→ Aim of the exercise
Locate each line in the items below that contains the string "negative", and copy those lines out in full. Case counts.

########################################

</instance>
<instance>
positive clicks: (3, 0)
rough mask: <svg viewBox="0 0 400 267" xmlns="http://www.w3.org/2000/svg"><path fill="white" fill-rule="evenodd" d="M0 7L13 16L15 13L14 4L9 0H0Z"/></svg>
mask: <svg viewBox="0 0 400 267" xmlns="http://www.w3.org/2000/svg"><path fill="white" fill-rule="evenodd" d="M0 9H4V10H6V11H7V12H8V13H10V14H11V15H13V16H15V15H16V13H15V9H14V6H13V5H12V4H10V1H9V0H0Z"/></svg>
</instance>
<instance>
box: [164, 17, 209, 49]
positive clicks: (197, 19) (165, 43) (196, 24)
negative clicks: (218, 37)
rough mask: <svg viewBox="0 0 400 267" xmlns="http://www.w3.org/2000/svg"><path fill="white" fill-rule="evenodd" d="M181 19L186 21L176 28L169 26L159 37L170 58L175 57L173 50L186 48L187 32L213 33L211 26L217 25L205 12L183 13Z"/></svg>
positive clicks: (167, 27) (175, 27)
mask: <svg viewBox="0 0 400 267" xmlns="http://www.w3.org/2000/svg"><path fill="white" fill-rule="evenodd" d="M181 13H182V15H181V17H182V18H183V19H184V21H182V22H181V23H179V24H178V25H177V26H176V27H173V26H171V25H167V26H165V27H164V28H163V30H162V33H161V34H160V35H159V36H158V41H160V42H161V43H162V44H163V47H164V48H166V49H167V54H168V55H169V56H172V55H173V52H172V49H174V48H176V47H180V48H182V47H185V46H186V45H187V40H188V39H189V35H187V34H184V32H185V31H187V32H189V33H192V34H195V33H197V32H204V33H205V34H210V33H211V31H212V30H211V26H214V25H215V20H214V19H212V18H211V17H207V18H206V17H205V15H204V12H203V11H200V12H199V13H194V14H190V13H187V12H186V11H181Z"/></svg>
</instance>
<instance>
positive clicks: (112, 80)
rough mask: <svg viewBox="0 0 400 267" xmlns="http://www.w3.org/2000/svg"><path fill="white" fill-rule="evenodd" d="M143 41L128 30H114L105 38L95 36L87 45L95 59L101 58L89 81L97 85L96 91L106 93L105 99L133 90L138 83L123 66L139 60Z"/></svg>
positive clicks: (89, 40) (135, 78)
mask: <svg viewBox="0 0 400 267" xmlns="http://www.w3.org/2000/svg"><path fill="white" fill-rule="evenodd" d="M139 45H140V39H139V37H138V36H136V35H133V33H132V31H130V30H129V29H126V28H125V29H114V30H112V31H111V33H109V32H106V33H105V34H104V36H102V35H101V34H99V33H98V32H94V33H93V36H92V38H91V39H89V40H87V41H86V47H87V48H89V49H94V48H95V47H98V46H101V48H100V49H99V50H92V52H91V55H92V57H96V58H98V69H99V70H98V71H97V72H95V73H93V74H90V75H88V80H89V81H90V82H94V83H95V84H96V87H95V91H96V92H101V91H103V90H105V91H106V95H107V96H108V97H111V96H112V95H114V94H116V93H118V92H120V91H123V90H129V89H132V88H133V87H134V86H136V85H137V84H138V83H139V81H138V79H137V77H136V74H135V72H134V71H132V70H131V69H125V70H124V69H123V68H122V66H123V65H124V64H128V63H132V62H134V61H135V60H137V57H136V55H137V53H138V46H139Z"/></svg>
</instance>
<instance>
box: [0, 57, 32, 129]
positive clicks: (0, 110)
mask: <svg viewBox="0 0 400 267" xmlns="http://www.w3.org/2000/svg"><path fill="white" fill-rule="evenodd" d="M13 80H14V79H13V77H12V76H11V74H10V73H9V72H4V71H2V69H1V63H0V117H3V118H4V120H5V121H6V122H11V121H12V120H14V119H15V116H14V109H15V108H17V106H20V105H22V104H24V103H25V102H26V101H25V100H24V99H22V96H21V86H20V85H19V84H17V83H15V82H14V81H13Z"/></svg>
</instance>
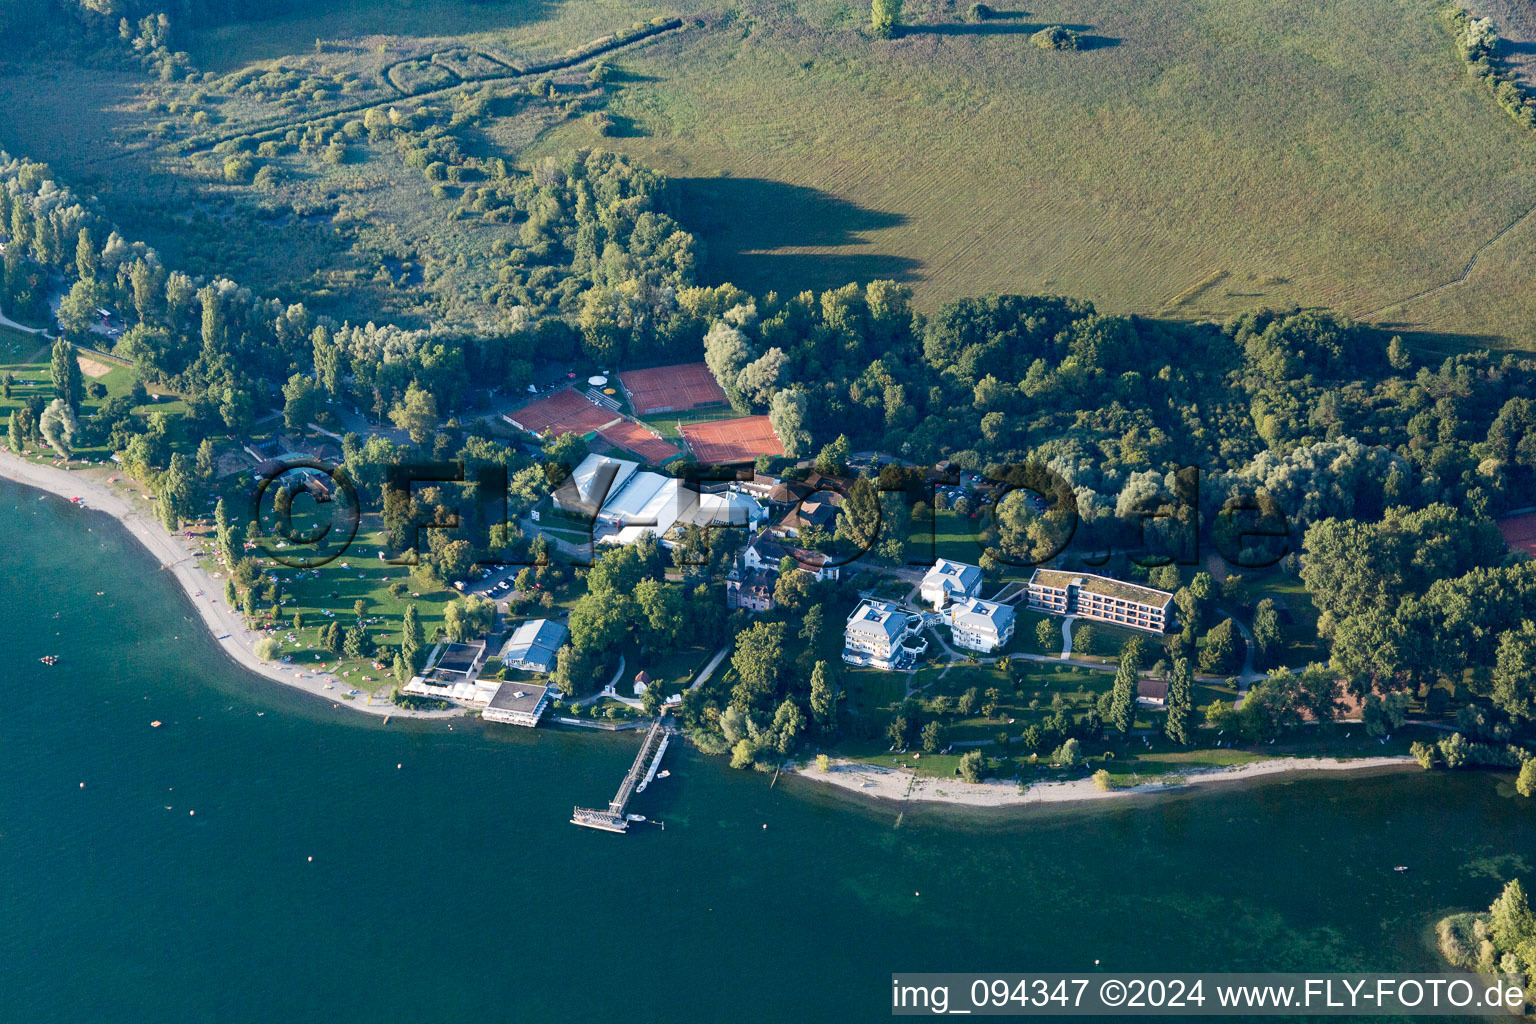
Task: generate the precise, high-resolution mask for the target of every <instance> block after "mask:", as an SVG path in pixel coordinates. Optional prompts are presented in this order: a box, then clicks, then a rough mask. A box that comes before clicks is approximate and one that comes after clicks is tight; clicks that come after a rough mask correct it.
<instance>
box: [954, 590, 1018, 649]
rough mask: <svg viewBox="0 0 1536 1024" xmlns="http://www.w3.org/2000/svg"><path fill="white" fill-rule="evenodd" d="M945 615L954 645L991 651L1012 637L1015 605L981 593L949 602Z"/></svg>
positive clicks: (1004, 644)
mask: <svg viewBox="0 0 1536 1024" xmlns="http://www.w3.org/2000/svg"><path fill="white" fill-rule="evenodd" d="M945 619H946V620H948V622H949V634H951V637H952V639H954V645H955V646H958V648H966V649H969V651H982V652H985V654H991V652H992V651H997V649H998V648H1001V646H1005V645H1006V643H1008V642H1009V640H1012V639H1014V620H1015V616H1014V608H1012V606H1011V605H998V603H997V602H992V600H982V599H980V597H962V599H958V600H954V602H951V605H949V608H948V611H946V613H945Z"/></svg>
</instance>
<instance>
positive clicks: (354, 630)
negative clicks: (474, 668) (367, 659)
mask: <svg viewBox="0 0 1536 1024" xmlns="http://www.w3.org/2000/svg"><path fill="white" fill-rule="evenodd" d="M341 652H343V654H344V656H347V657H352V659H359V657H367V656H370V654H373V639H372V637H370V636H369V631H367V628H366V626H364V625H362V623H361V622H353V623H352V626H350V628H349V629H347V633H346V634H344V636H343V640H341Z"/></svg>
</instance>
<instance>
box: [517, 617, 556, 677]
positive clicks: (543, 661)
mask: <svg viewBox="0 0 1536 1024" xmlns="http://www.w3.org/2000/svg"><path fill="white" fill-rule="evenodd" d="M568 636H570V629H567V628H565V626H564V625H562V623H559V622H554V620H551V619H528V620H527V622H524V623H522V625H521V626H518V629H516V631H515V633H513V634H511V639H510V640H507V643H505V645H504V646H502V648H501V660H502V663H504V665H511V663H515V662H516V663H522V665H530V666H533V671H536V672H550V671H554V652H556V651H559V649H561V645H562V643H565V639H567V637H568Z"/></svg>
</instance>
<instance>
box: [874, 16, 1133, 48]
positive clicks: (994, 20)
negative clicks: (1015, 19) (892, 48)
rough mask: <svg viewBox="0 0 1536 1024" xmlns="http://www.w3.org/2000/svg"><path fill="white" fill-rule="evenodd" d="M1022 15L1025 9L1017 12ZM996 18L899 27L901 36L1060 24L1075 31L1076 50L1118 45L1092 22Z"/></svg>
mask: <svg viewBox="0 0 1536 1024" xmlns="http://www.w3.org/2000/svg"><path fill="white" fill-rule="evenodd" d="M1018 14H1020V15H1023V14H1025V12H1018ZM997 17H1000V15H992V18H988V20H986V21H955V23H945V25H912V26H908V28H903V29H902V35H1034V34H1035V32H1038V31H1040V29H1048V28H1052V25H1060V26H1061V28H1064V29H1071V31H1074V32H1077V48H1078V51H1087V49H1107V48H1111V46H1120V38H1117V37H1114V35H1094V32H1092V28H1094V26H1092V25H1066V23H1061V21H1052V23H1049V25H1034V23H1000V21H997Z"/></svg>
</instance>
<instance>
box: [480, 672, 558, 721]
mask: <svg viewBox="0 0 1536 1024" xmlns="http://www.w3.org/2000/svg"><path fill="white" fill-rule="evenodd" d="M548 689H550V688H548V686H541V685H538V683H519V682H515V680H508V682H505V683H502V685H501V686H498V688H496V695H495V697H492V699H490V703H488V705H485V706H487V708H495V709H496V711H510V712H522V714H533V712H535V711H538V709H539V703H542V700H544V694H547V692H548Z"/></svg>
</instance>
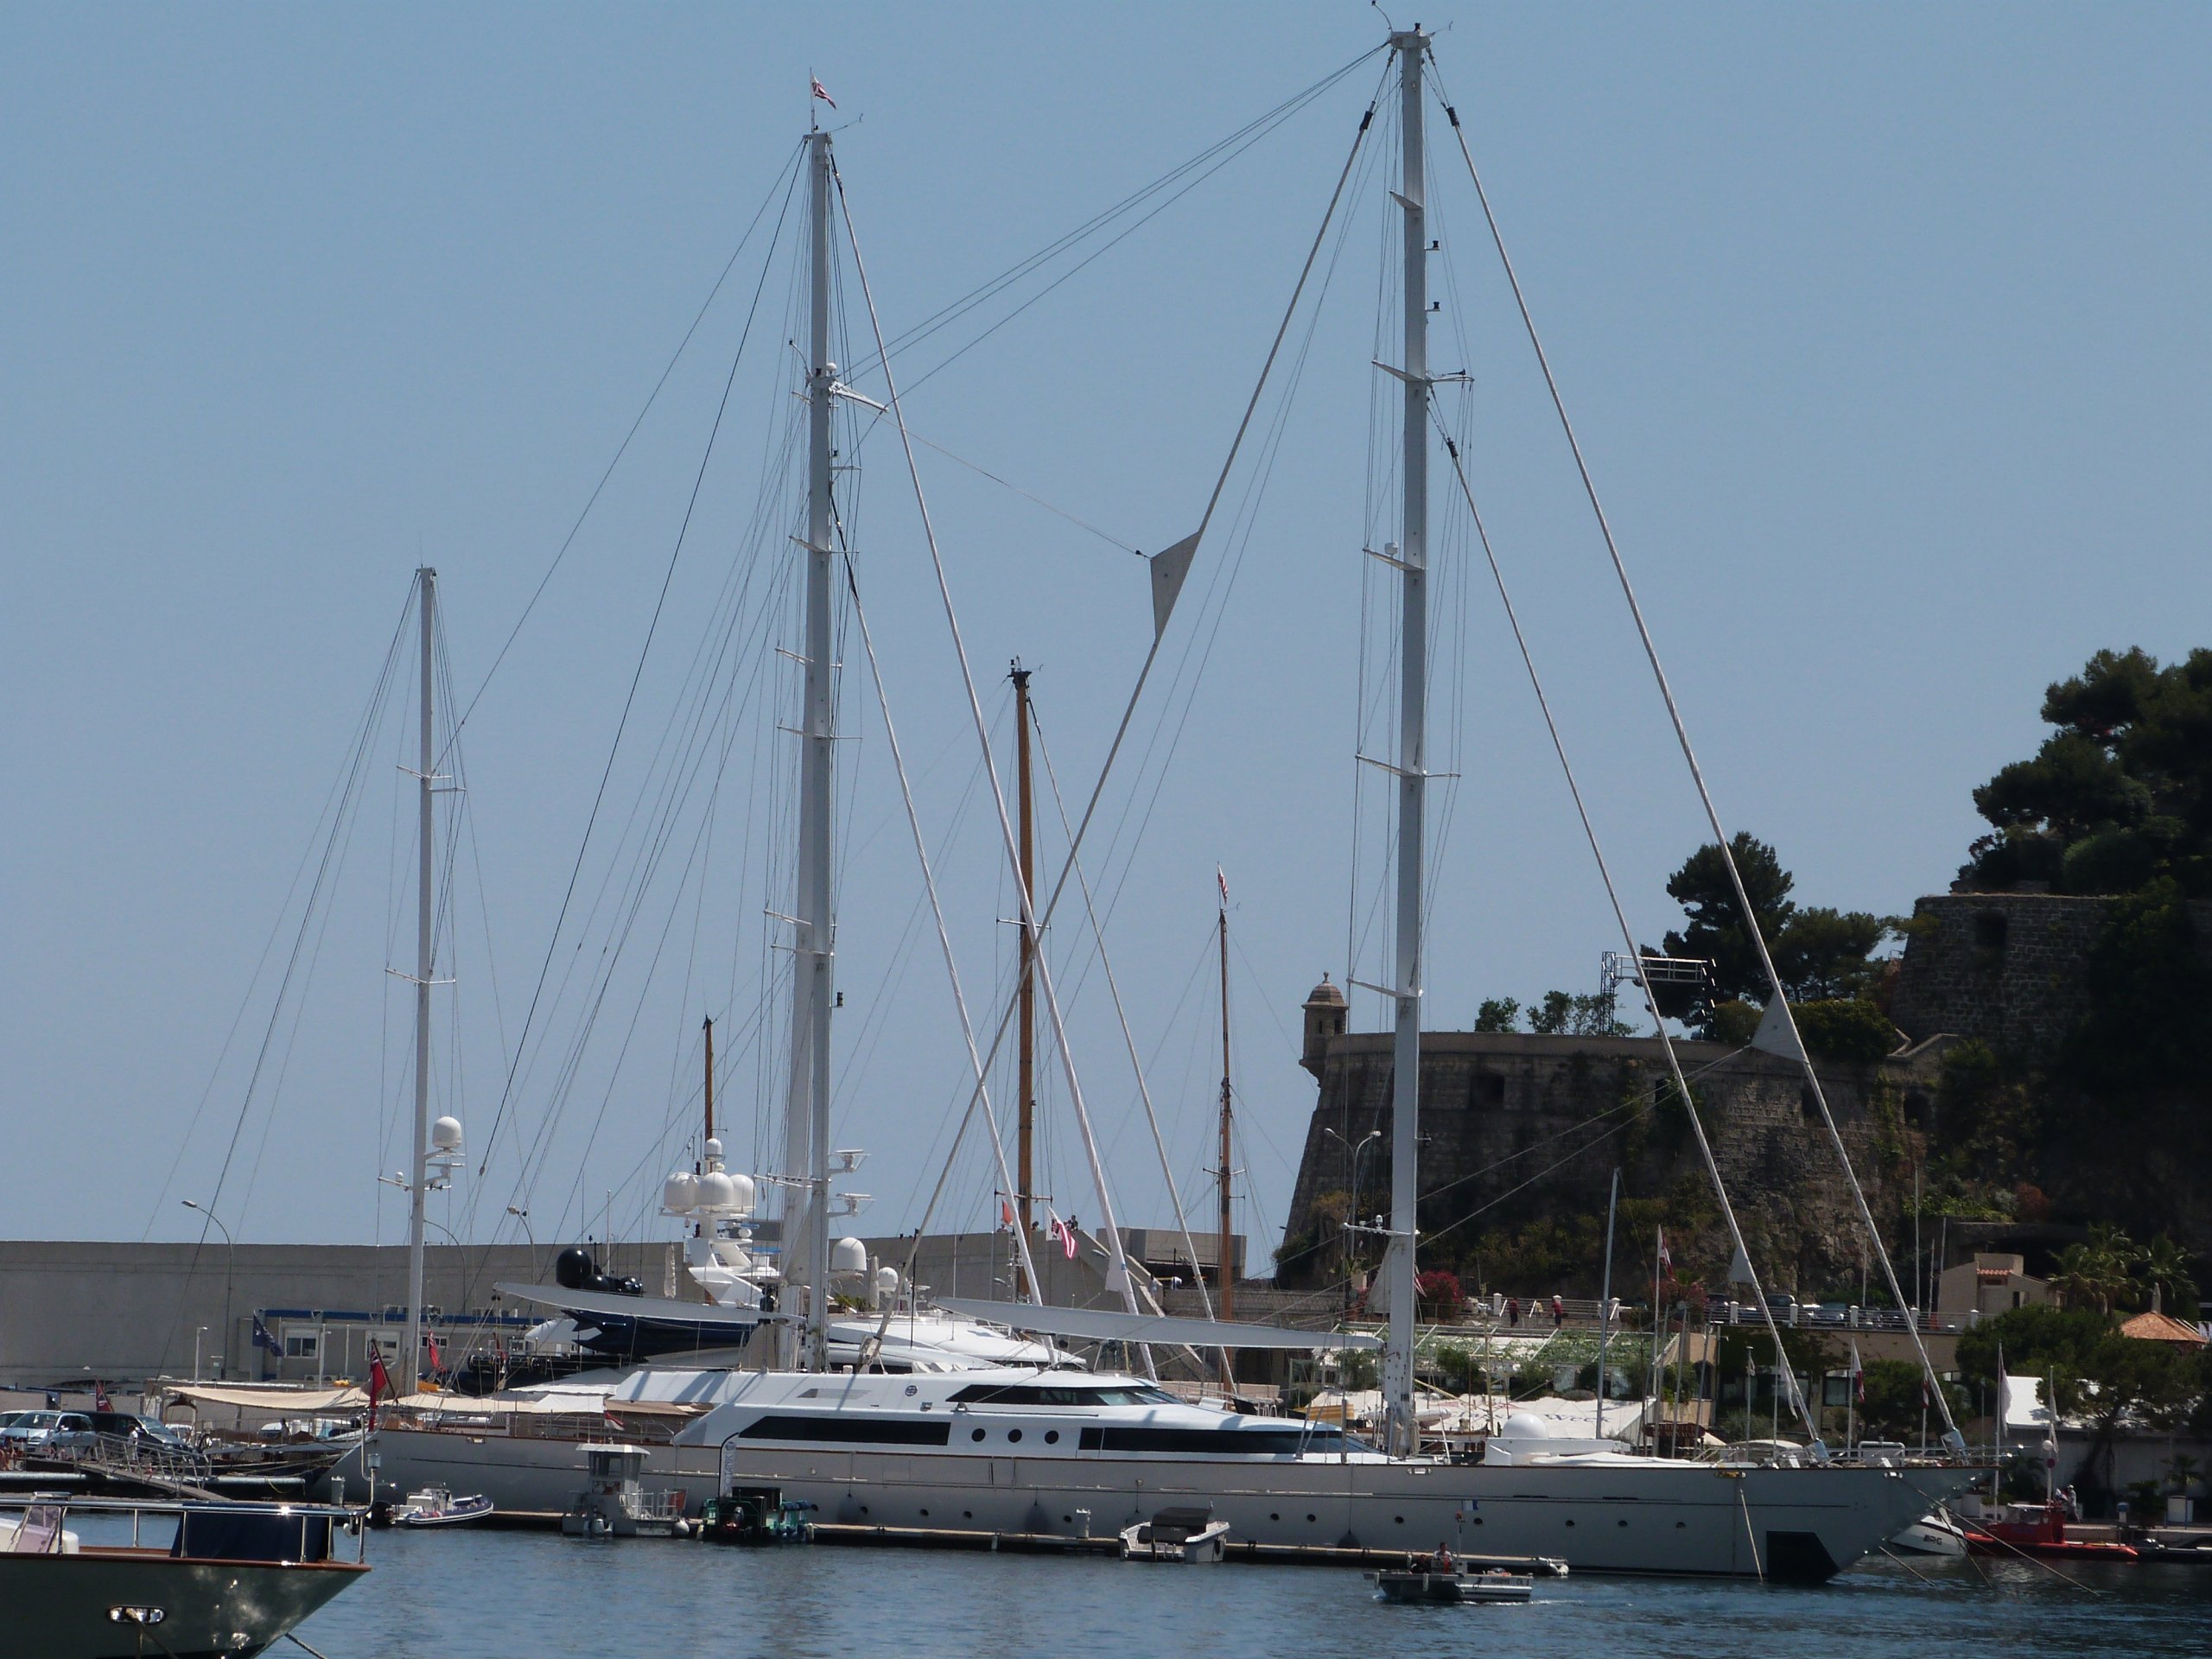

########################################

→ Answer section
negative clicks: (218, 37)
negative clicks: (474, 668) (367, 659)
negative clicks: (1015, 19) (892, 48)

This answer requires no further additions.